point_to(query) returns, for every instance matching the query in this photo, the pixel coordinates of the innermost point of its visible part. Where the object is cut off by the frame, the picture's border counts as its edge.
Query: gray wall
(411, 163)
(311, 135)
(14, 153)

:::

_TASK DIRECTIONS:_ Pull every line out of the rows above and copy each one down unchanged.

_OUTPUT OF THE EXERCISE:_
point_to(query) returns, for every instance matching the query in this photo, the pixel coordinates of the innermost point of its visible part. Where the object is cut off by the frame, the picture's border counts as its edge.
Query: gray wall
(411, 163)
(311, 135)
(14, 153)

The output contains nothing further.